>>

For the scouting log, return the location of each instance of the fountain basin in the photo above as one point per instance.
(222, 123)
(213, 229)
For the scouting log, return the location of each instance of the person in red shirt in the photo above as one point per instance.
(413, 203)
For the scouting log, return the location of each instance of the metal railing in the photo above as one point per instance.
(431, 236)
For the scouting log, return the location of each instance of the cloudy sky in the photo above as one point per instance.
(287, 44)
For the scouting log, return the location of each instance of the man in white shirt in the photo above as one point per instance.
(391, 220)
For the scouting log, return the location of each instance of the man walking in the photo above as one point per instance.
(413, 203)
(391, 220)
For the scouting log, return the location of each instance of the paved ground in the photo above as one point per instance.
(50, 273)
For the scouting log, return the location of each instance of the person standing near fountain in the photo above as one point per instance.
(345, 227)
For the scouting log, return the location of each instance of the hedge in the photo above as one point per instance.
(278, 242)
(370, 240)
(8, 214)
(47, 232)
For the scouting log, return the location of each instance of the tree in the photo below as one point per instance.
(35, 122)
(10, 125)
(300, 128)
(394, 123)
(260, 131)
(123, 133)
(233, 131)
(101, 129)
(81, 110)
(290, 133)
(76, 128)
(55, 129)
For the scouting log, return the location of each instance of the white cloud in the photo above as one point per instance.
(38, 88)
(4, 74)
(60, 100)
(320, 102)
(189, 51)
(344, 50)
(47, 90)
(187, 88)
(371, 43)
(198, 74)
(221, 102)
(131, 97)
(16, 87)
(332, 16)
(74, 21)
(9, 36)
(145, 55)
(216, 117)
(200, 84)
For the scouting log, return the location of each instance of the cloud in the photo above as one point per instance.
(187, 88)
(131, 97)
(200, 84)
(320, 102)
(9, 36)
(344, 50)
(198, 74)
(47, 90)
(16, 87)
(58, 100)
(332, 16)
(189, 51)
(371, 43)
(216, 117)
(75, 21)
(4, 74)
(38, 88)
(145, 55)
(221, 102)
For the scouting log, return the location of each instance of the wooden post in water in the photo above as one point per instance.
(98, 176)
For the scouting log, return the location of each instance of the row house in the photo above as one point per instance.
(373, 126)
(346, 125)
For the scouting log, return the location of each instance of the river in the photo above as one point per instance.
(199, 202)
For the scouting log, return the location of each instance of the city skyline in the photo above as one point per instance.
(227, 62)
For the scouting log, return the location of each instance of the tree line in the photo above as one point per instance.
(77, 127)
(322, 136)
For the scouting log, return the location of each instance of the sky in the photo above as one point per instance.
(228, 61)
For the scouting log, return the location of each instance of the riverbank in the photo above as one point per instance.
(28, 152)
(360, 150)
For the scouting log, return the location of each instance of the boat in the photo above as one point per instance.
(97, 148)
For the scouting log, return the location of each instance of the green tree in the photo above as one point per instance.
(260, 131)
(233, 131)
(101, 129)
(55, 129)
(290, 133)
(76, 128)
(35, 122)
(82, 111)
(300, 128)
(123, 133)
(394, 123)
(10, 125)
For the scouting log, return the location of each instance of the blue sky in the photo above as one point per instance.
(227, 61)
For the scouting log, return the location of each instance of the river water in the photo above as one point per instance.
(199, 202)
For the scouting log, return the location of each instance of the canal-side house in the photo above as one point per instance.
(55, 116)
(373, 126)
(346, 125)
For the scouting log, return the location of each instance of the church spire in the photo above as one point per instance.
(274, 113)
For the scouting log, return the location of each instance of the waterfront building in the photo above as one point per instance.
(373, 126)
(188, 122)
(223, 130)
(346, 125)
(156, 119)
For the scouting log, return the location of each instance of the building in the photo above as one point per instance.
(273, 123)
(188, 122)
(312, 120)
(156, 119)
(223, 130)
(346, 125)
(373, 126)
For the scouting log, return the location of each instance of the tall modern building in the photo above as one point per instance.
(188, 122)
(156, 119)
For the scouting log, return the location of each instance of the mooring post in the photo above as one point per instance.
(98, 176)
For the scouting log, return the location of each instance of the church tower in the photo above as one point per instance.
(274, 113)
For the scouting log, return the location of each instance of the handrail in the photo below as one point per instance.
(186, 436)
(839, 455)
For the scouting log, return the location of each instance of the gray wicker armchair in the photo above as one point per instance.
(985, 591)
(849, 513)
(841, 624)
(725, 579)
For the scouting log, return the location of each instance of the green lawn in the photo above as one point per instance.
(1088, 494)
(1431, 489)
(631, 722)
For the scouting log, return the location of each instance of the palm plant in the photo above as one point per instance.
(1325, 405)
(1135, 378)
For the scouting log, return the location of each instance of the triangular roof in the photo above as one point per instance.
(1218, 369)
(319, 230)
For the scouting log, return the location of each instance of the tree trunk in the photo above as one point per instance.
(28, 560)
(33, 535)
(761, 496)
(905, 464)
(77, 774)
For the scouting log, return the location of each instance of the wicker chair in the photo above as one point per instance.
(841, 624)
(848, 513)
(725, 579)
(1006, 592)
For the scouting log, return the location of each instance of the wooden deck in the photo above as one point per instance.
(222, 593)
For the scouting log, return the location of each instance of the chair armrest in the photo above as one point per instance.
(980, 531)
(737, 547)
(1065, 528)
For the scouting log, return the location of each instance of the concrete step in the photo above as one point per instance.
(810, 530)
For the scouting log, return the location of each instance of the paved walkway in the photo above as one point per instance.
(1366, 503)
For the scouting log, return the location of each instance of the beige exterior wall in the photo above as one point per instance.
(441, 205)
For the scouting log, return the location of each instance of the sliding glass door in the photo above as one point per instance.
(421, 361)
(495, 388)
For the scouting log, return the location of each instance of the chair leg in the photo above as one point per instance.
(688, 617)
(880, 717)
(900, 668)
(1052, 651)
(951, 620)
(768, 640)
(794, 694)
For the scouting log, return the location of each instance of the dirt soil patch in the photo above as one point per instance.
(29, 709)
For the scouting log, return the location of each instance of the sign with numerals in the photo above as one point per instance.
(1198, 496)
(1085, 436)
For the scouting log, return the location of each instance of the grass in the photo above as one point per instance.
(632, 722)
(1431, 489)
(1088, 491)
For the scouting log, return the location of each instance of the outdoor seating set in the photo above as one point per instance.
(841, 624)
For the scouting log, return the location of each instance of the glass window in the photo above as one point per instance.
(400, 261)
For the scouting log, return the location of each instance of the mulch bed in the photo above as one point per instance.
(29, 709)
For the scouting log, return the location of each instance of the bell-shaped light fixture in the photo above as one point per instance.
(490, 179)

<<

**Problem**. This exercise requires that all of the entries be repeated exactly.

**Task answer**.
For the scouting log, return the location of each instance of the fountain basin in the photo above as one point per instance.
(222, 123)
(213, 229)
For the scouting log, return the location of each instance of the person in red shirt in the photo above as one point per instance.
(413, 203)
For the scouting log, return the location of each instance of the metal railing in the photo above as one point per instance.
(431, 236)
For the scouting log, return the location of each instance of the cloudy sky in the photo above as one point per instance.
(287, 44)
For the scouting log, return the location of each instance of the man in white shirt in the photo above as one point per instance.
(391, 220)
For the scouting log, return the location of each instance of the man walking in the photo above as one point per instance.
(413, 203)
(391, 220)
For the scouting log, return the location of each instance of the paved ground in the photo above as one point per instance.
(50, 273)
For the scouting log, return the location of each instance of the person standing near fountain in the photo above as one point per instance.
(345, 227)
For the scouting log, return the location of each instance of the hedge in the photo above as one point per instance.
(278, 242)
(370, 240)
(8, 214)
(47, 232)
For the scouting log, return the location of each instance of the tree in the photo below as one point per instance.
(35, 122)
(10, 125)
(300, 128)
(394, 123)
(260, 131)
(123, 133)
(233, 131)
(101, 129)
(81, 110)
(290, 133)
(76, 128)
(55, 129)
For the scouting log, return the location of each instance of the white cloud in the photo above as one point per instance.
(38, 88)
(4, 74)
(60, 100)
(320, 102)
(189, 51)
(344, 50)
(47, 90)
(187, 88)
(371, 43)
(198, 74)
(221, 102)
(131, 97)
(16, 87)
(332, 16)
(74, 21)
(9, 36)
(145, 55)
(216, 117)
(200, 84)
For the scouting log, return the location of each instance of the cloud in the photo above as one point per instance.
(187, 88)
(131, 97)
(200, 84)
(320, 102)
(9, 36)
(344, 50)
(198, 74)
(47, 90)
(16, 87)
(58, 100)
(332, 16)
(189, 51)
(371, 43)
(216, 117)
(75, 21)
(4, 74)
(38, 88)
(145, 55)
(221, 102)
For the scouting log, return the location of each instance of the wooden post in water in the photo above as one point per instance.
(98, 176)
For the scouting log, return the location of each instance of the row house in the photo above as one point per instance.
(373, 126)
(346, 125)
For the scouting log, return the location of each instance of the river in the photo above as one point per instance.
(199, 202)
For the scouting log, return the location of each instance of the city skyline in the photo above as one point per instance.
(227, 62)
For the scouting log, return the location of each instance of the tree line in the photo above as one point per instance.
(77, 127)
(322, 136)
For the scouting log, return the location of each instance of the sky in the photo above as one point per instance.
(228, 61)
For the scouting log, return the location of each instance of the riverbank in the photo above as one point per instance.
(28, 152)
(360, 150)
For the scouting log, return the location of each instance of the boat in the photo above as one point per instance.
(97, 148)
For the scouting log, return the location of each instance of the green tree in the photo above as one point per instance.
(260, 131)
(233, 131)
(101, 129)
(55, 129)
(290, 133)
(76, 128)
(35, 122)
(82, 111)
(300, 128)
(123, 133)
(394, 123)
(10, 125)
For the scouting log, return the location of each instance of the blue sky in the photo above as one point per instance.
(227, 61)
For the scouting log, return the location of each instance of the river water in the photo above as one point per instance.
(199, 202)
For the scouting log, return the location of each instance of the canal-side house in the photo above as one point per instance.
(55, 116)
(373, 126)
(346, 125)
For the scouting log, return the location of each instance of the church spire in the photo above as one point per instance.
(274, 113)
For the scouting log, return the location of each instance of the waterfront building in the photo above as one point per instance.
(373, 126)
(188, 122)
(223, 130)
(346, 125)
(156, 119)
For the scouting log, return the location of each instance of the building in the photo above as one point per instance.
(273, 123)
(188, 122)
(312, 120)
(156, 119)
(223, 130)
(346, 125)
(373, 126)
For the scouting log, return the location of each instance of the tall modern building in the photo above as one point per instance.
(188, 122)
(156, 119)
For the scouting log, return the location of each instance of the mooring post in the photo above as one point per instance.
(98, 176)
For the scouting log, return the location of each instance of the church tower in the photo above as one point per instance.
(274, 113)
For the scouting log, return the location of each instance of the handrail in the photo below as one point per instance.
(186, 436)
(839, 455)
For the scouting log, return the location of each instance of the gray wicker armchair in the photo above as one point per instance.
(985, 591)
(849, 513)
(841, 624)
(725, 579)
For the scouting log, return the location of each instance of the green lawn in the photo above as one point per instance.
(1088, 494)
(1431, 489)
(631, 722)
For the scouting log, return the location of each instance of the palm plant in the photo above as one point per instance.
(1325, 405)
(1135, 378)
For the scouting log, return the location of each instance of the triangular roof in the photo above as one point per instance.
(1218, 369)
(319, 230)
For the scouting log, return the location of each instance of the tree trunk in the photo above as one point per instance.
(28, 560)
(33, 535)
(761, 496)
(905, 464)
(77, 774)
For the scouting log, return the location of each instance of the wicker chair in the photo above as one point per instance.
(841, 624)
(848, 513)
(725, 579)
(1006, 592)
For the scouting log, return the location of each instance of the wooden deck in the photo above as one point per instance.
(222, 593)
For the scouting log, return the location of each instance of the chair armrest in the photo above as one point per instance.
(980, 531)
(737, 547)
(1065, 528)
For the scouting log, return the location of each instance of the concrete step in the photo above as one point per instance.
(810, 530)
For the scouting log, return the location of each instance of the paved walkway in the photo above as one point per instance.
(1366, 503)
For the scouting log, return the location of each instance of the beige exterior wall in the photo above as one point per instance.
(441, 205)
For the scouting log, return the location of each instance of the sliding glass door in the photo above as one point per instance.
(421, 361)
(495, 388)
For the scouting log, return the location of each instance of the chair leg in the photo above as one point per instance.
(688, 617)
(880, 717)
(900, 668)
(1052, 651)
(951, 620)
(768, 640)
(794, 694)
For the scouting log, return the location of each instance of the dirt soil patch in the photo above as one point per instance.
(29, 709)
For the scouting log, return the location of each instance of the sign with numerals in the photo above as one point per instance.
(1198, 496)
(1085, 436)
For the scouting log, return the location of each instance of the grass in the photo above as one point per instance.
(632, 722)
(1431, 489)
(1088, 491)
For the scouting log, return the location of each instance of the outdoor seating set in the photo above as one point per instance.
(841, 624)
For the scouting log, return the location of each instance of the glass window in the photo above as one point per instance.
(400, 261)
For the scouting log, return the location of each instance of the mulch bed in the photo above as one point per instance.
(29, 709)
For the scouting log, return the location of each instance of the bell-shaped light fixture in the photo above as one point per instance.
(490, 179)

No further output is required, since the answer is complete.